What is expected: Every line from the one with "Target: green liquid in cup" through the end of the records below should be restated word for word, and nothing outside that span.

Dataset rows on where objects appear
- - - - - - -
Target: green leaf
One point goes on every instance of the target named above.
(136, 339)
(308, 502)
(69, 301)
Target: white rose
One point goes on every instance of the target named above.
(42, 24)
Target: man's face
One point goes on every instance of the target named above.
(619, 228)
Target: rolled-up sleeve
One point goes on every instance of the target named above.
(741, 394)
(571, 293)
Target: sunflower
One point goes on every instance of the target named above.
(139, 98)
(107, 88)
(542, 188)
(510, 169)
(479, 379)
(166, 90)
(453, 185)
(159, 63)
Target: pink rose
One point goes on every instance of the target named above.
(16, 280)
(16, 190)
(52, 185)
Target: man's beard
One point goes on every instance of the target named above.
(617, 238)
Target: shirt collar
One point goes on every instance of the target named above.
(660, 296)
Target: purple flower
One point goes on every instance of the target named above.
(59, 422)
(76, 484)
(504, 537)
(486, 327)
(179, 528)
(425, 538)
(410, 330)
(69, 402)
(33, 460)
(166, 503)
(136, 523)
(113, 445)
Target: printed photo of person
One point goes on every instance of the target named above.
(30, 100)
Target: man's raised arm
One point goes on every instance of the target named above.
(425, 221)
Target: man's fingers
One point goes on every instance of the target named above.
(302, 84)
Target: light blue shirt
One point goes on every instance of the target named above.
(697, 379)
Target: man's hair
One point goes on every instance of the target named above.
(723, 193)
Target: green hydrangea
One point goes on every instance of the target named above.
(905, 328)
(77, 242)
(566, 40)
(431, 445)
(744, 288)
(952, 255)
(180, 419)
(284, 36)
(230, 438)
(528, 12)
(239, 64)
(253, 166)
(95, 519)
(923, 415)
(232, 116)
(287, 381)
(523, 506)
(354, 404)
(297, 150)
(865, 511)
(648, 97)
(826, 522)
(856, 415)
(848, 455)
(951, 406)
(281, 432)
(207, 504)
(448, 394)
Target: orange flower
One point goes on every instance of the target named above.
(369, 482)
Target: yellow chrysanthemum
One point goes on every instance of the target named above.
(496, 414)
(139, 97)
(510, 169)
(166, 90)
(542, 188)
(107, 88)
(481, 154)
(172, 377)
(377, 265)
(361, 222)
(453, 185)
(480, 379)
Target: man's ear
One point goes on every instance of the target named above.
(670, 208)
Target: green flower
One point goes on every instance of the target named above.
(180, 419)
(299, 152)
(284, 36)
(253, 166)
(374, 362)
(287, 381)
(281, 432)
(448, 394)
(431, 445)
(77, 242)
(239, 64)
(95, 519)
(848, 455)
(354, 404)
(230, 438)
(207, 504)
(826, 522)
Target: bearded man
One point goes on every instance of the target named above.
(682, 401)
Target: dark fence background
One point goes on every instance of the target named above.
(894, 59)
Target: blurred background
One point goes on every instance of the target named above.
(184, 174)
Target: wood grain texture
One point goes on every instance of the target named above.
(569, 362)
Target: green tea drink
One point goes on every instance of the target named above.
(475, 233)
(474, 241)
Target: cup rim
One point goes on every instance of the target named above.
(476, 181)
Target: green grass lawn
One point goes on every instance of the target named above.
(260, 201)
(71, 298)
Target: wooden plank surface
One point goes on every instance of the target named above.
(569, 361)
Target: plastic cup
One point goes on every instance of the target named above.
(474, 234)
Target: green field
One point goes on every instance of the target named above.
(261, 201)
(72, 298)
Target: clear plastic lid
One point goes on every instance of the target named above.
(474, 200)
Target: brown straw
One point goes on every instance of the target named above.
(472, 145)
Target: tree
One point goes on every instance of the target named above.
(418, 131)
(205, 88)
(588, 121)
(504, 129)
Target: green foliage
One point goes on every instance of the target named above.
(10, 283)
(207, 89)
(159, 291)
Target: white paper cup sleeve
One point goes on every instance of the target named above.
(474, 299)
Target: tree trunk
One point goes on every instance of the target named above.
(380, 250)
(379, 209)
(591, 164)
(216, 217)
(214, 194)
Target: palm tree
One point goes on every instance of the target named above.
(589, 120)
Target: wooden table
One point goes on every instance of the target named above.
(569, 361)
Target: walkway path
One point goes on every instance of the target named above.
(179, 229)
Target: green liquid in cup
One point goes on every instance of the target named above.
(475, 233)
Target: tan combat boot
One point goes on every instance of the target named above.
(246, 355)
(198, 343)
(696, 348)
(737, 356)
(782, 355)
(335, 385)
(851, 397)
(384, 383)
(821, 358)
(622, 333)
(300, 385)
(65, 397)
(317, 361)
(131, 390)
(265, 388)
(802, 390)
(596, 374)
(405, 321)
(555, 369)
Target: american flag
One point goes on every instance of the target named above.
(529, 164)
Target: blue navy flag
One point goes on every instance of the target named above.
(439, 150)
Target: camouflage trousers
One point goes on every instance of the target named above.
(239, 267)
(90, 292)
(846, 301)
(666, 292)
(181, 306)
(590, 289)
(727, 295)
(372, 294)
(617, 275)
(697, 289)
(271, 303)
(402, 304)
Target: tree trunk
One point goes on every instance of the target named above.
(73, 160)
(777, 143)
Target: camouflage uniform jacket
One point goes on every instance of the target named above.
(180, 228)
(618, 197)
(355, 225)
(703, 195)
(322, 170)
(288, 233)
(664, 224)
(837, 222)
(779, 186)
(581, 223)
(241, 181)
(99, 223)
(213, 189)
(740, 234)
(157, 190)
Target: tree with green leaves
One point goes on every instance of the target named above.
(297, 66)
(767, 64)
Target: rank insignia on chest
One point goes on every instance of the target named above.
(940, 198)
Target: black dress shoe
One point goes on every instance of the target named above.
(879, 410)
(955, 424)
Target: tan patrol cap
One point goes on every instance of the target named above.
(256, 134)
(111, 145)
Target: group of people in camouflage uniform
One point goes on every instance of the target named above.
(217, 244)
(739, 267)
- - - - - - -
The output:
Target: green liquid in cup
One point goes on every instance of the target named above.
(475, 233)
Target: tan combat boot
One point goes on every instance of the target named above.
(246, 355)
(198, 343)
(696, 348)
(737, 356)
(782, 355)
(335, 385)
(851, 397)
(384, 383)
(821, 358)
(622, 333)
(300, 385)
(65, 397)
(317, 361)
(131, 390)
(265, 388)
(802, 390)
(596, 374)
(405, 321)
(555, 369)
Target: american flag
One point goes on every instance of the target named above.
(529, 164)
Target: blue navy flag
One point goes on every instance of the target named above.
(439, 150)
Target: camouflage trousers
One point goes on every instance of the target named above.
(239, 267)
(90, 292)
(846, 301)
(666, 292)
(181, 306)
(590, 289)
(727, 295)
(372, 294)
(617, 275)
(697, 289)
(271, 303)
(402, 304)
Target: tree trunk
One point goes on every instance of the target named above.
(73, 160)
(777, 143)
Target: camouflage uniform jacket
One point goes on every instance of the target named above.
(180, 228)
(618, 197)
(355, 225)
(703, 195)
(322, 170)
(288, 233)
(664, 224)
(837, 222)
(779, 186)
(581, 223)
(241, 181)
(99, 223)
(213, 189)
(740, 234)
(157, 190)
Target: tree with green leaves
One point goes on every instance of the target named above.
(297, 66)
(767, 64)
Target: rank insignia on chest
One point goes on every instance of the target named above.
(940, 198)
Target: black dress shoe
One point goes on every instance of the target named above.
(879, 410)
(955, 424)
Target: tan patrol cap
One point goes on every instance of the target named above.
(256, 134)
(111, 145)
Target: group of people in camouflage uniform
One point goes on every instance of the target named above.
(217, 244)
(739, 267)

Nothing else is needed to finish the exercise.